## Required actions
a - Could you repeat the Via Napoli passage word for word, everything from "As the story" down to "Vesuvio, and Etna."?
b - Does the Via Napoli passage support each statement below? Answer yes or no for each and quote the deciding words. (i) The restaurant has three wood-burning ovens. (ii) The water used at the restaurant is brought from Italy. (iii) Nick Valenti is the CEO of the Patina Restaurant Group.

━━━ Supplied passage

Via Napoli is housed inside a
stately manor which stands at the rear of the
Italy pavilion in Epcot's World Showcase.
According to Nick Valenti, the CEO of the Patina
Restaurant Group that runs Via Napoli and also
the neighboring Tutto Italia, the restaurant was
formerly the stables of a wealthy Venetian
Family. The son of the family, expected to take
over the family business, was not interested at
all and left home to travel. On his journey, he
discovered the delicious pizza in Naples and
fell in love with all things Neapolitan. The
father had to close the stables since his son
did not take up the business, but when the son
returned, his father allowed him to start a new
business and open a Pizzeria in the former
stables.

As the story says, Via Napoli's
origins are due to young man's trip to Naples,
Italy. The restaurant is aptly named and in
English loosely translates to Naples Road or
Naples Way. Authenticity plays a huge role at
Via Napoli, as the restaurant does indeed have
the high, cavernous feel with majestic archways
throughout, indicating that it formerly housed
prized stallions. Three gigantic, brick wood
burning ovens are on the far left after entering
the restaurant. Decorated to look like Roman
gods or some sort of legendary being, each oven
is named after a Volcano in Italy: Stromboli,
Vesuvio, and Etna.

In addition to the authentic
atmosphere and culinary tools, the restaurant
boasts use of 'Italian water.' Though the water
is not actually from Italy, the Patina Group is
known for using specially formulated water that
mimics the mineral content found in the water in
Italy. This enables the restaurant to create the
closest thing to authentic Italian pizza dough.
The water is what really gives dough its
specific characteristics and explains why breads
around the world are highly region specific
(that is why Florida bagels are far less quality
to those found in New York and New Jersey).

━━━━━━
━━━ Entries provided

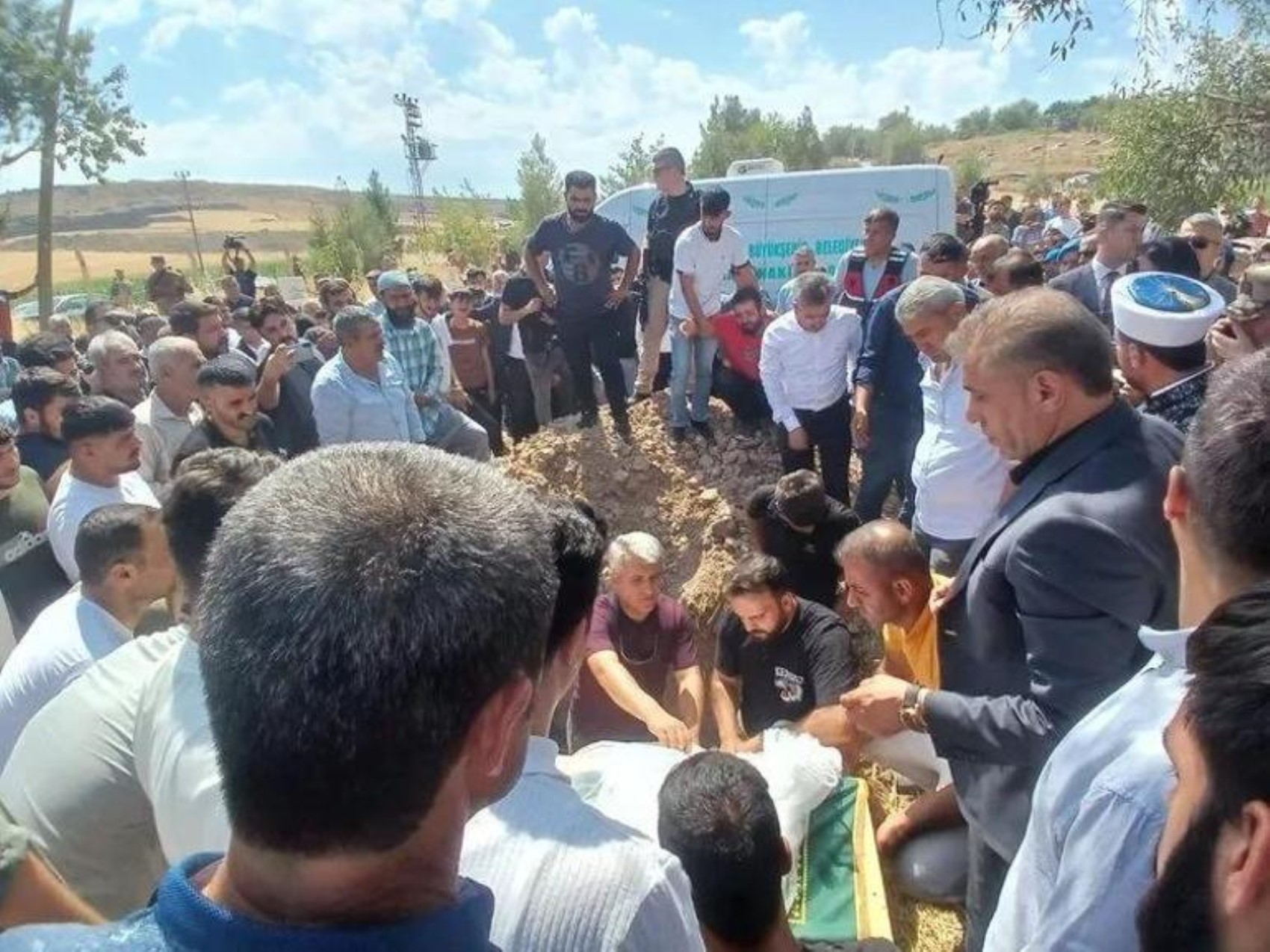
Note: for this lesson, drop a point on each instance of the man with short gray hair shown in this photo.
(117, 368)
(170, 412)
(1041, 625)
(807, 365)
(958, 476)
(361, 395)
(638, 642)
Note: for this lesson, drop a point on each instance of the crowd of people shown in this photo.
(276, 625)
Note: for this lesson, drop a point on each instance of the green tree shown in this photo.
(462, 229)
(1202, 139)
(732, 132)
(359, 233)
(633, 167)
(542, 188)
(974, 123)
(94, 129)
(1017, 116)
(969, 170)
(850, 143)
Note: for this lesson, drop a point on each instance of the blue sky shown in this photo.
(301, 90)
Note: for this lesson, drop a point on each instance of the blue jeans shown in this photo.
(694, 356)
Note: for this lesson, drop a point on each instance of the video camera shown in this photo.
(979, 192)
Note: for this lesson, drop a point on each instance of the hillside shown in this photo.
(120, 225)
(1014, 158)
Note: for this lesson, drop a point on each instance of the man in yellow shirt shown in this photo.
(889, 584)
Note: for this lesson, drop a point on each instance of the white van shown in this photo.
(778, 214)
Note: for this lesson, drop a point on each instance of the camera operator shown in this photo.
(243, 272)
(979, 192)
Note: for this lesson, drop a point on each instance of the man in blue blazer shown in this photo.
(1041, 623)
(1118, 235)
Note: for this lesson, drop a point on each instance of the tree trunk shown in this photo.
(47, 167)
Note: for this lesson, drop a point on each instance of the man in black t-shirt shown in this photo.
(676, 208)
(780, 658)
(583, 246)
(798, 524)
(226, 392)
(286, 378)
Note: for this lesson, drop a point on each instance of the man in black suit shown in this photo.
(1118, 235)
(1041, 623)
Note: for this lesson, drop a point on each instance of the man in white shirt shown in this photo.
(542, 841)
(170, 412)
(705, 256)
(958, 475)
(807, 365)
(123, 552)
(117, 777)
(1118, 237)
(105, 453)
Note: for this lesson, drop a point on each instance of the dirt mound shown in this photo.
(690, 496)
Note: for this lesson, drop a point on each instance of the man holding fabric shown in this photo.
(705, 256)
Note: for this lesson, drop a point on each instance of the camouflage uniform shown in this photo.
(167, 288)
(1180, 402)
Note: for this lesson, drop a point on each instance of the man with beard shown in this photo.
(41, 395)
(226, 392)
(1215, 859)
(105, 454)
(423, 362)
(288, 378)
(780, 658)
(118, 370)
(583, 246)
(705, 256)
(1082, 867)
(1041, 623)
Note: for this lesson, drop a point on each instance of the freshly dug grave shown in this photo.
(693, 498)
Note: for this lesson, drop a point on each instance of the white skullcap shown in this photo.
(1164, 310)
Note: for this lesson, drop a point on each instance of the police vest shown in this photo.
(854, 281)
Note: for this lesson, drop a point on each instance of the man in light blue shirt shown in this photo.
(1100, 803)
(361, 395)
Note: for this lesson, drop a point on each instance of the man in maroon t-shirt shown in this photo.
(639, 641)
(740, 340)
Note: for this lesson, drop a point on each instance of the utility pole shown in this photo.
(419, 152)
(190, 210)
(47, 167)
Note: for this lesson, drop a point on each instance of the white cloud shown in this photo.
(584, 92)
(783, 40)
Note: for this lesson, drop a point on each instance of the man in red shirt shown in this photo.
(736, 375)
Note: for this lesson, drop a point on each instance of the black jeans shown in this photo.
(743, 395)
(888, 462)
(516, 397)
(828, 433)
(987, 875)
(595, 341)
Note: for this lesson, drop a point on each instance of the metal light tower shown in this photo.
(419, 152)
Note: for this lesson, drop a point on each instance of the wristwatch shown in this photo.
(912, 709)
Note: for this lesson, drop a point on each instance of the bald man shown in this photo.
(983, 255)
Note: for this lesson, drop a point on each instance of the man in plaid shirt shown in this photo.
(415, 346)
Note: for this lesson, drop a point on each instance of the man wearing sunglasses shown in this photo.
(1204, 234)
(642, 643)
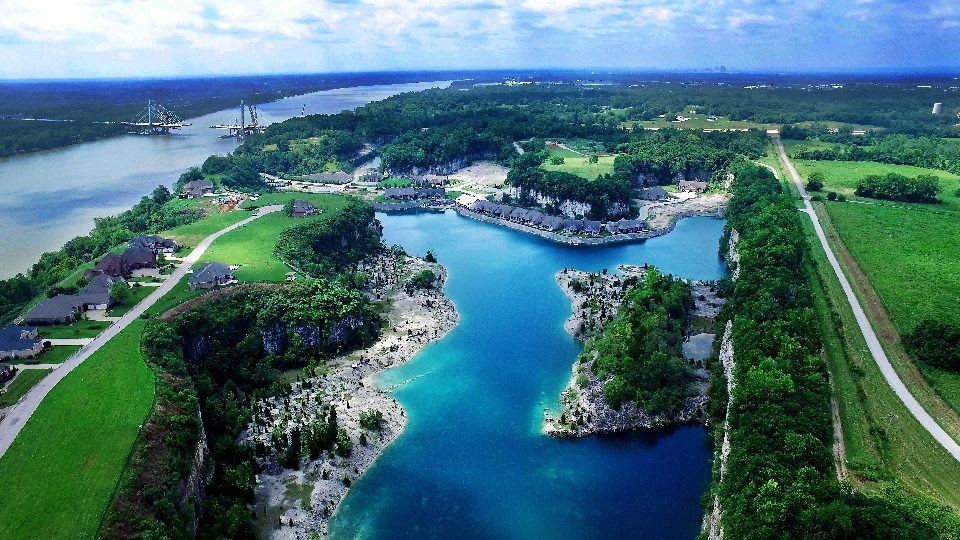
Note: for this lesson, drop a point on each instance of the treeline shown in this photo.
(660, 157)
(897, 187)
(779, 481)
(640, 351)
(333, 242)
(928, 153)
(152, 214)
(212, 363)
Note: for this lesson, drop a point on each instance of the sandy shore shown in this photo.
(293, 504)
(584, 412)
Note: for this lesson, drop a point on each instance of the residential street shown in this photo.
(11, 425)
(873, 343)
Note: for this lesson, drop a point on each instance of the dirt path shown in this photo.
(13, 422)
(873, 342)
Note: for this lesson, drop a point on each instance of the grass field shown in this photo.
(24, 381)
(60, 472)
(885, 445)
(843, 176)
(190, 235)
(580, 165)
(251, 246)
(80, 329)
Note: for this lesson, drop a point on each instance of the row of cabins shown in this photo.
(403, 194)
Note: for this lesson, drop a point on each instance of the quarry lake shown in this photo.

━━━━━━

## Answers per task
a -
As the story says, Via Napoli's
origins are due to young man's trip to Naples,
Italy. The restaurant is aptly named and in
English loosely translates to Naples Road or
Naples Way. Authenticity plays a huge role at
Via Napoli, as the restaurant does indeed have
the high, cavernous feel with majestic archways
throughout, indicating that it formerly housed
prized stallions. Three gigantic, brick wood
burning ovens are on the far left after entering
the restaurant. Decorated to look like Roman
gods or some sort of legendary being, each oven
is named after a Volcano in Italy: Stromboli,
Vesuvio, and Etna.

b -
(i) Yes: "Three gigantic, brick wood burning ovens are on the far left after entering the restaurant."
(ii) No: "Though the water is not actually from Italy"
(iii) Yes: "According to Nick Valenti, the CEO of the Patina Restaurant Group"